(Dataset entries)
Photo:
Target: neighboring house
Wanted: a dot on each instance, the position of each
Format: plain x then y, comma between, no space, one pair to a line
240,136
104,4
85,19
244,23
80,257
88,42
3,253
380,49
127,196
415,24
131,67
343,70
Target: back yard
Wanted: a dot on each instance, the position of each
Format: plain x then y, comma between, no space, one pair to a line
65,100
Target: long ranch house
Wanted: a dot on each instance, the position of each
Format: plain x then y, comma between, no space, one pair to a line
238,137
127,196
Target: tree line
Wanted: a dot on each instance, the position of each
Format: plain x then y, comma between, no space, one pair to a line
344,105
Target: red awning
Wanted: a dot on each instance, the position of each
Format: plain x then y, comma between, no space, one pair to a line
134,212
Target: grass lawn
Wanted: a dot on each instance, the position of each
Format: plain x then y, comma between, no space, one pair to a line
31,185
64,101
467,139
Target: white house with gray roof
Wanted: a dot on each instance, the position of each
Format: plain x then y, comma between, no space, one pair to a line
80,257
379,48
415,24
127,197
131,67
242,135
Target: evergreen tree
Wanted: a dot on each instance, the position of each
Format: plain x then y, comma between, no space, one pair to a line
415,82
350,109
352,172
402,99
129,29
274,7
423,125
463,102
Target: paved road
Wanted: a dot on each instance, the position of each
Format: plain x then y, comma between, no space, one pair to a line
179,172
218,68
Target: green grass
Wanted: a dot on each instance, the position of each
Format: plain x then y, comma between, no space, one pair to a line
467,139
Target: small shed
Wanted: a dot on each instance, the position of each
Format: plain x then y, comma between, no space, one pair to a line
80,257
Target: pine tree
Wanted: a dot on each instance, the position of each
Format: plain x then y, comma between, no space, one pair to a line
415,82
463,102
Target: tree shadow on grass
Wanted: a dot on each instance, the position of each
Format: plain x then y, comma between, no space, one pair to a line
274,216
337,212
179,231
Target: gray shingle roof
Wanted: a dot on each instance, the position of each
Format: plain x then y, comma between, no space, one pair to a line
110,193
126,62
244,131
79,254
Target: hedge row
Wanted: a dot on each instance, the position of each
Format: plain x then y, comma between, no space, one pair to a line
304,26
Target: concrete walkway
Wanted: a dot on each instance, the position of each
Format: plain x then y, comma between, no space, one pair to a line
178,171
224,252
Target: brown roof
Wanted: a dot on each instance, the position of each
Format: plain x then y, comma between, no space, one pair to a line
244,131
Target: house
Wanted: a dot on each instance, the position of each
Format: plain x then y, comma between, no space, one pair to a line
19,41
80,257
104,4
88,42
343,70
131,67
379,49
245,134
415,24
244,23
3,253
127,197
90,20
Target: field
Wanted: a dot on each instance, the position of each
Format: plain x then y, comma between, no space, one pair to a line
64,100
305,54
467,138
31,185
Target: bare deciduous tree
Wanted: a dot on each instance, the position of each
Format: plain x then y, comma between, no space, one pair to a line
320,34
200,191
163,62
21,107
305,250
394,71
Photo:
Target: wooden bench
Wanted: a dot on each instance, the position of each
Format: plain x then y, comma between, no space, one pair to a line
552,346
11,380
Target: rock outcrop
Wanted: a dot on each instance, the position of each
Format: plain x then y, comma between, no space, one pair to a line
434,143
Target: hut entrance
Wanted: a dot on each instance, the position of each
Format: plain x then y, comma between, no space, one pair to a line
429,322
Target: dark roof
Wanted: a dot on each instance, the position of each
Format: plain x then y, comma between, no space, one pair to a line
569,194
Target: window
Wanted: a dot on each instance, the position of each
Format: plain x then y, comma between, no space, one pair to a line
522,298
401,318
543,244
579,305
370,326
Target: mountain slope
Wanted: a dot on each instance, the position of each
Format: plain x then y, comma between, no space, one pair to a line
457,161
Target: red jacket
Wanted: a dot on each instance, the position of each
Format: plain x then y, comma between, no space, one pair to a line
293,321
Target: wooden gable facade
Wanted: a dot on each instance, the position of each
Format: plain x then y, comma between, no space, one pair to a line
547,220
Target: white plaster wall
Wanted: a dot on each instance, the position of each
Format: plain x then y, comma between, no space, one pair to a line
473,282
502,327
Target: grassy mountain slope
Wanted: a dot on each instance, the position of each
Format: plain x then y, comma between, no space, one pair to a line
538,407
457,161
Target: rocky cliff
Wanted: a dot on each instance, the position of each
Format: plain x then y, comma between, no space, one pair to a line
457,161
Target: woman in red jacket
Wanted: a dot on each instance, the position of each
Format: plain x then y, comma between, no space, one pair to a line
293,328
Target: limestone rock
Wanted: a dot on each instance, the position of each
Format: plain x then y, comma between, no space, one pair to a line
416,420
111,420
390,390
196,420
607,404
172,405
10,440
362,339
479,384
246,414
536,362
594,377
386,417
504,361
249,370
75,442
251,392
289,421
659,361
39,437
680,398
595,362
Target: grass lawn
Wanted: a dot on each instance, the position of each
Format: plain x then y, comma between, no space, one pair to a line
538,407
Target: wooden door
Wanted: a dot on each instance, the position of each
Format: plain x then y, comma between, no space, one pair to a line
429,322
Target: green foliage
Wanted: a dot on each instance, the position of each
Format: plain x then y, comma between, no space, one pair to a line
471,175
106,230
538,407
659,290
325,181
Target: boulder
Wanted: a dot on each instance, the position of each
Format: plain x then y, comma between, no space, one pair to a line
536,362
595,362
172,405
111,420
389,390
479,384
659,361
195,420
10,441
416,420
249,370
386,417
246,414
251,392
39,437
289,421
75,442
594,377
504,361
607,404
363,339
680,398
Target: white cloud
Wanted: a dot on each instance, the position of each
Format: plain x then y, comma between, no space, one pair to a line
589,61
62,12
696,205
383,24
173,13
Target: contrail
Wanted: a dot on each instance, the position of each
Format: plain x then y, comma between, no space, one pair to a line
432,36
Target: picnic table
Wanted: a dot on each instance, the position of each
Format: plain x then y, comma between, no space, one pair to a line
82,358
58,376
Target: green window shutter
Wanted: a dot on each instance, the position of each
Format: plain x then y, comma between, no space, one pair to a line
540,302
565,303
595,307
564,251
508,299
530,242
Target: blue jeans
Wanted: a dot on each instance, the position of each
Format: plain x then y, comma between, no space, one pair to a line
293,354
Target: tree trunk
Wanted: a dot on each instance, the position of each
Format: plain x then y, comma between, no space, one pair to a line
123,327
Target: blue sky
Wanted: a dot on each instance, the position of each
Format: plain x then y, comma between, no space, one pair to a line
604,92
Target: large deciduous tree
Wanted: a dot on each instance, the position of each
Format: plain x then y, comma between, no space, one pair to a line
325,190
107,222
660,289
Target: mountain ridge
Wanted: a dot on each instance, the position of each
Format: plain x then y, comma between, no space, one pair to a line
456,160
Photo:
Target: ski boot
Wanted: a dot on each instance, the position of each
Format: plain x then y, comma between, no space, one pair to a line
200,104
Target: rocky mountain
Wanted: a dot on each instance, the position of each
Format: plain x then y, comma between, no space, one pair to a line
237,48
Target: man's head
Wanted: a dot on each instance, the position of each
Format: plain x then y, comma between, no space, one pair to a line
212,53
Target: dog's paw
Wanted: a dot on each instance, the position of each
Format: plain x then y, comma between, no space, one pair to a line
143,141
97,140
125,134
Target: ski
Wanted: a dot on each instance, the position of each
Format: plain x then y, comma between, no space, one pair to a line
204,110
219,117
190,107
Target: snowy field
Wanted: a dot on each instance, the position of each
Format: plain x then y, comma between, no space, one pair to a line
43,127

> Problem: If a line contains the word "deciduous", it counts; say how many such lines the records hold, and give only that number.

> Written response: 2